_AVAILABLE DATA_

★ ★ ★ ★

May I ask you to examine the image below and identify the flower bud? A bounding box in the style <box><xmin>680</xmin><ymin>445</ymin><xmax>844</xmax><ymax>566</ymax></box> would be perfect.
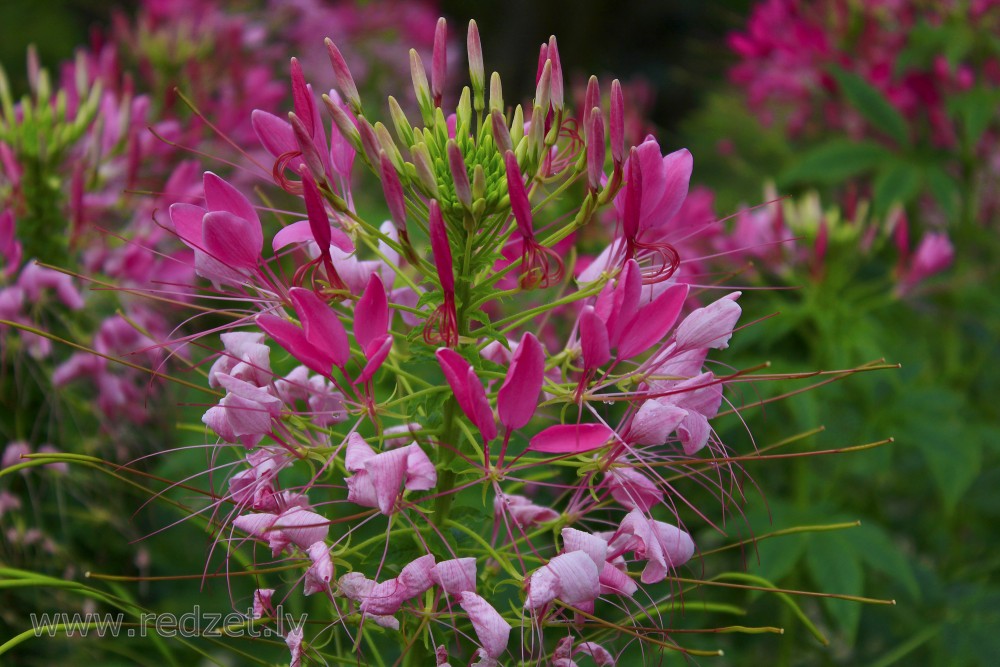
<box><xmin>323</xmin><ymin>95</ymin><xmax>362</xmax><ymax>152</ymax></box>
<box><xmin>466</xmin><ymin>21</ymin><xmax>486</xmax><ymax>111</ymax></box>
<box><xmin>448</xmin><ymin>139</ymin><xmax>472</xmax><ymax>209</ymax></box>
<box><xmin>490</xmin><ymin>72</ymin><xmax>503</xmax><ymax>113</ymax></box>
<box><xmin>611</xmin><ymin>79</ymin><xmax>625</xmax><ymax>168</ymax></box>
<box><xmin>548</xmin><ymin>35</ymin><xmax>565</xmax><ymax>112</ymax></box>
<box><xmin>324</xmin><ymin>37</ymin><xmax>361</xmax><ymax>114</ymax></box>
<box><xmin>389</xmin><ymin>95</ymin><xmax>416</xmax><ymax>146</ymax></box>
<box><xmin>587</xmin><ymin>107</ymin><xmax>606</xmax><ymax>192</ymax></box>
<box><xmin>431</xmin><ymin>16</ymin><xmax>448</xmax><ymax>107</ymax></box>
<box><xmin>410</xmin><ymin>49</ymin><xmax>434</xmax><ymax>125</ymax></box>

★ ★ ★ ★

_EXERCISE DESCRIPTION_
Could you change every "flower bud" in the items above to "seed pod" and write them out again with nothing else altered, omitting the pictures?

_SOLUTION TO THE PROBLEM_
May I ask you to examine the image below and identify the seed pod? A bounding box in the style <box><xmin>680</xmin><ymin>445</ymin><xmax>844</xmax><ymax>566</ymax></box> would be perfect.
<box><xmin>323</xmin><ymin>95</ymin><xmax>362</xmax><ymax>152</ymax></box>
<box><xmin>466</xmin><ymin>21</ymin><xmax>486</xmax><ymax>111</ymax></box>
<box><xmin>448</xmin><ymin>139</ymin><xmax>472</xmax><ymax>209</ymax></box>
<box><xmin>490</xmin><ymin>72</ymin><xmax>503</xmax><ymax>113</ymax></box>
<box><xmin>611</xmin><ymin>79</ymin><xmax>625</xmax><ymax>168</ymax></box>
<box><xmin>548</xmin><ymin>35</ymin><xmax>565</xmax><ymax>112</ymax></box>
<box><xmin>324</xmin><ymin>37</ymin><xmax>361</xmax><ymax>114</ymax></box>
<box><xmin>389</xmin><ymin>95</ymin><xmax>416</xmax><ymax>146</ymax></box>
<box><xmin>587</xmin><ymin>107</ymin><xmax>606</xmax><ymax>192</ymax></box>
<box><xmin>431</xmin><ymin>16</ymin><xmax>448</xmax><ymax>107</ymax></box>
<box><xmin>410</xmin><ymin>49</ymin><xmax>434</xmax><ymax>125</ymax></box>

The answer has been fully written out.